**YOUR INSTRUCTIONS:**
In the records below, the line containing "Phrase: light blue shirt" is the first to keep. Retype it and all later lines exactly, through the end.

**RECORDS:**
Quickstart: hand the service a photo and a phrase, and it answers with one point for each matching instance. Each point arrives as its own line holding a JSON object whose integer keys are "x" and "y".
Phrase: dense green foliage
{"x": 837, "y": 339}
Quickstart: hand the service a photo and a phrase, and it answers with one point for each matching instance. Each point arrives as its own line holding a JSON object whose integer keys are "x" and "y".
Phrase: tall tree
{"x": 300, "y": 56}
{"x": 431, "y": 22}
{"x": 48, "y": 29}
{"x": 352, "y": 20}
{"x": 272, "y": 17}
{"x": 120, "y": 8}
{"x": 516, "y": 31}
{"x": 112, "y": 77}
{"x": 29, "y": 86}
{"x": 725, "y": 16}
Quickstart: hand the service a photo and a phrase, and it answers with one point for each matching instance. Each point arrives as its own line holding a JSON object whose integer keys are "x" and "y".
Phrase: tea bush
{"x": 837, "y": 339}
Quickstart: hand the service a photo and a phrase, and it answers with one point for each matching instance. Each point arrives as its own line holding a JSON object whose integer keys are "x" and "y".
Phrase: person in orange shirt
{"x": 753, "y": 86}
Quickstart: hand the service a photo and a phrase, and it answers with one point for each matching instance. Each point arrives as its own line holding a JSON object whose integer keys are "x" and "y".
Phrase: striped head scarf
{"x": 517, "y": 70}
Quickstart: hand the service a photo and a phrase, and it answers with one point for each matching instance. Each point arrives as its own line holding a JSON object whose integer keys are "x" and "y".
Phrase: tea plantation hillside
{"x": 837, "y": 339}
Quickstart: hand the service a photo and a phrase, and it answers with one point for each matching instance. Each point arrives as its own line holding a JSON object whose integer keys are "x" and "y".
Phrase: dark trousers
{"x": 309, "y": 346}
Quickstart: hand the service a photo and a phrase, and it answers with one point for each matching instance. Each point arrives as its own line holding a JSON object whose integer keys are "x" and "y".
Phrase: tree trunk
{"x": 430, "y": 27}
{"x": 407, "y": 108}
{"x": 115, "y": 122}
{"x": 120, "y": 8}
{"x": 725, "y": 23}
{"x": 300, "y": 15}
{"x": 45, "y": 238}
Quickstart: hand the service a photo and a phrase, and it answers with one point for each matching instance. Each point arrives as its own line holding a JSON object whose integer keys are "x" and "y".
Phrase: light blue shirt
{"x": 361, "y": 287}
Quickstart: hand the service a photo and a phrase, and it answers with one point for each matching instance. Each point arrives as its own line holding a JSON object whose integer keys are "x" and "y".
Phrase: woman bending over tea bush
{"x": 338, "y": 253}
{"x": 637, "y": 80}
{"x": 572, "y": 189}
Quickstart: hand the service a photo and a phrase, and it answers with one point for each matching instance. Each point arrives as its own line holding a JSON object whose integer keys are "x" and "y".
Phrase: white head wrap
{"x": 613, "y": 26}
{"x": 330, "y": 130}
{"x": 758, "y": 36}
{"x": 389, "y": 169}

**REPLY:**
Phrase: light blue shirt
{"x": 361, "y": 287}
Quickstart: hand the service a photo and a phrase, and it answers with one point for each matching instance. Each point arrives as its own line holding a JSON object whose integer keys are "x" and "y".
Phrase: woman bending over tea bush
{"x": 338, "y": 253}
{"x": 637, "y": 80}
{"x": 572, "y": 189}
Quickstart: hand the service a photo and a phrase, and it answers with one point for each matching instance. Each point arrives as its own line holding a JSON object whose integer keys are "x" and "y".
Phrase: white head wrap
{"x": 613, "y": 26}
{"x": 330, "y": 130}
{"x": 758, "y": 36}
{"x": 389, "y": 169}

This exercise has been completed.